Directive 1: Can you format the records below as a JSON list of strings, one string per line with blank lines left out, covering only the lines from the one containing "Practice step: find the green grass" through the end of the records?

Text:
[start]

Angela Constance (born 15 July 1970) is a Scottish politician serving as Minister for Drug Policy since 2020, having previously served in the Scottish Cabinet from 2014 to 2018. A member of the Scottish National Party (SNP), she has been the Member of the Scottish Parliament (MSP) for Almond Valley since 2007.

Constance stood as a candidate for Deputy leader of the SNP in the party's 2014 leadership contest, but lost to Stewart Hosie.

Early life
Angela Constance was born on 15 July 1970 in Blackburn, West Lothian, the daughter of Simon Constance, a coalminer, and Mary Baird Constance (née Colquhoun). She was educated at West Calder High School and later Bo’ness Academy. 

Constance attended the University of Glasgow, where she gained an MA in Social Science. At Glasgow University, she served on the Students' Representative Council, becoming president of the council in 1991. Alastair Allan was her sabbatical vice president. She earned a Certificate of Welfare Studies from West Lothian College and an MSc in Social Work from the University of Stirling.

Before her election to Holyrood, Constance worked as a social worker and was a Councillor for West Lothian Council where she was the SNP spokesperson for children's services and lifelong learning. She also stood for the SNP in the 2005 Livingston by-election.

Political career

Training, Youth and Women's employment
During the 2014 SNP spring conference, First Minister and SNP leader Alex Salmond promoted Constance to the Scottish Cabinet in the position of Cabinet Secretary for Training, Youth and Women’s Employment. In the position, Constance was somewhat criticised by the opposition Scottish Labour Party in the Scottish Parliament, claiming that since Constance, youth unemployment in Scotland had actually risen. In response to this, Constance stated:

These figures, based on data for 2013, show that the employment prospects are improving across much of Scotland, with women’s employment driving much of this improvement. “They also show that Scotland continues to outperformed the UK across all headline labour market indicators, with a lower unemployment rate, higher employment rate and lower economic inactivity rate.

Previously, Constance was a junior Scottish cabinet member.

SNP Depute leadership bid, 2014 

Following defeat in the 2014 Scottish independence referendum, Scottish National Party leader and First Minister of Scotland Alex Salmond announced his resignation as SNP leader and First Minister of Scotland. In the aftermath of his resignation, a leadership bid was launched, and current Deputy First Minister of Scotland and SNP Depute leader Nicola Sturgeon was widely tipped to become Salmond's successor.

On 30 September 2014, Constance officially launched her bid to become the Depute leader of the Scottish National Party, competing against Stewart Hosie and Keith Brown. It was later revealed by Constance that she was "not seeking the position of Deputy First Minister".

[end]

Material for this exercise:

[start]

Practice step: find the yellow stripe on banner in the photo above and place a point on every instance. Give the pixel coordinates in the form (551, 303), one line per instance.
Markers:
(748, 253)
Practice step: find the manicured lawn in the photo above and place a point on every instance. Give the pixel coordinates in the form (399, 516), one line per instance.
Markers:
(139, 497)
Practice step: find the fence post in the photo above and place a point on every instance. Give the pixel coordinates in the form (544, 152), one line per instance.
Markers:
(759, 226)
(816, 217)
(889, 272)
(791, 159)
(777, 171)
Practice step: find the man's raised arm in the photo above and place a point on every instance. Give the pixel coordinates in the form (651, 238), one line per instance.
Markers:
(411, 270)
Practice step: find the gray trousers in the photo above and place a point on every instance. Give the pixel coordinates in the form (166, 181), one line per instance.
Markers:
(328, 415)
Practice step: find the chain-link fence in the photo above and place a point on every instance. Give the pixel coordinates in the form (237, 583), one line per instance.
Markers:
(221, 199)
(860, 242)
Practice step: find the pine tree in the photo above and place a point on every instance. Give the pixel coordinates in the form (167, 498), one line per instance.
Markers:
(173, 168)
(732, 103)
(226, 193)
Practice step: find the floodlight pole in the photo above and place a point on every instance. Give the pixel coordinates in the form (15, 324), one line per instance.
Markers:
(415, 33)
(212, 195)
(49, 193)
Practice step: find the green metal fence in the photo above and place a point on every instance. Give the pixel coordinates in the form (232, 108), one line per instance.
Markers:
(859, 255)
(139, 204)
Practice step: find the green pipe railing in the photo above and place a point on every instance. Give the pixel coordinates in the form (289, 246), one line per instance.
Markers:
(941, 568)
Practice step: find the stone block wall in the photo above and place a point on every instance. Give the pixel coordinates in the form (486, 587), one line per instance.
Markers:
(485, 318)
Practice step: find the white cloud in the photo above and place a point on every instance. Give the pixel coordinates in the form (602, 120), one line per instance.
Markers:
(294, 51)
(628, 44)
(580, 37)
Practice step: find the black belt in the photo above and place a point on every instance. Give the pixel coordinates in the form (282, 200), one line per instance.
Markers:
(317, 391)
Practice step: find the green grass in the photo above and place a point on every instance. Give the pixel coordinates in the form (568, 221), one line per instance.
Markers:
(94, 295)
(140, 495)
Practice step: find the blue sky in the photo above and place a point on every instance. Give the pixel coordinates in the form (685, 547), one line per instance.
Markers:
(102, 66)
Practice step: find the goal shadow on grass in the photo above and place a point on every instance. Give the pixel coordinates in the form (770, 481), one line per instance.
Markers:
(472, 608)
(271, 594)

[end]

Directive 2: Could you rewrite the Angela Constance text from "SNP Depute leadership" to "become Salmond's successor.", replacing "Depute" with "Deputy"?

Exercise output 1:
[
  "Practice step: find the green grass in the photo above and place a point on every instance. Give the pixel coordinates in the form (568, 221), one line per instance.",
  "Markers:",
  "(94, 295)",
  "(140, 495)",
  "Practice step: find the blue sky in the photo above and place a point on every instance. Give the pixel coordinates in the form (685, 547), one line per instance.",
  "Markers:",
  "(102, 66)",
  "Practice step: find the goal shadow on grass in the photo above and place a point on every instance. Give the pixel coordinates in the form (770, 481), one line per instance.",
  "Markers:",
  "(472, 608)",
  "(271, 594)"
]

Exercise output 2:
SNP Deputy leadership bid, 2014 

Following defeat in the 2014 Scottish independence referendum, Scottish National Party leader and First Minister of Scotland Alex Salmond announced his resignation as SNP leader and First Minister of Scotland. In the aftermath of his resignation, a leadership bid was launched, and current Deputy First Minister of Scotland and SNP Deputy leader Nicola Sturgeon was widely tipped to become Salmond's successor.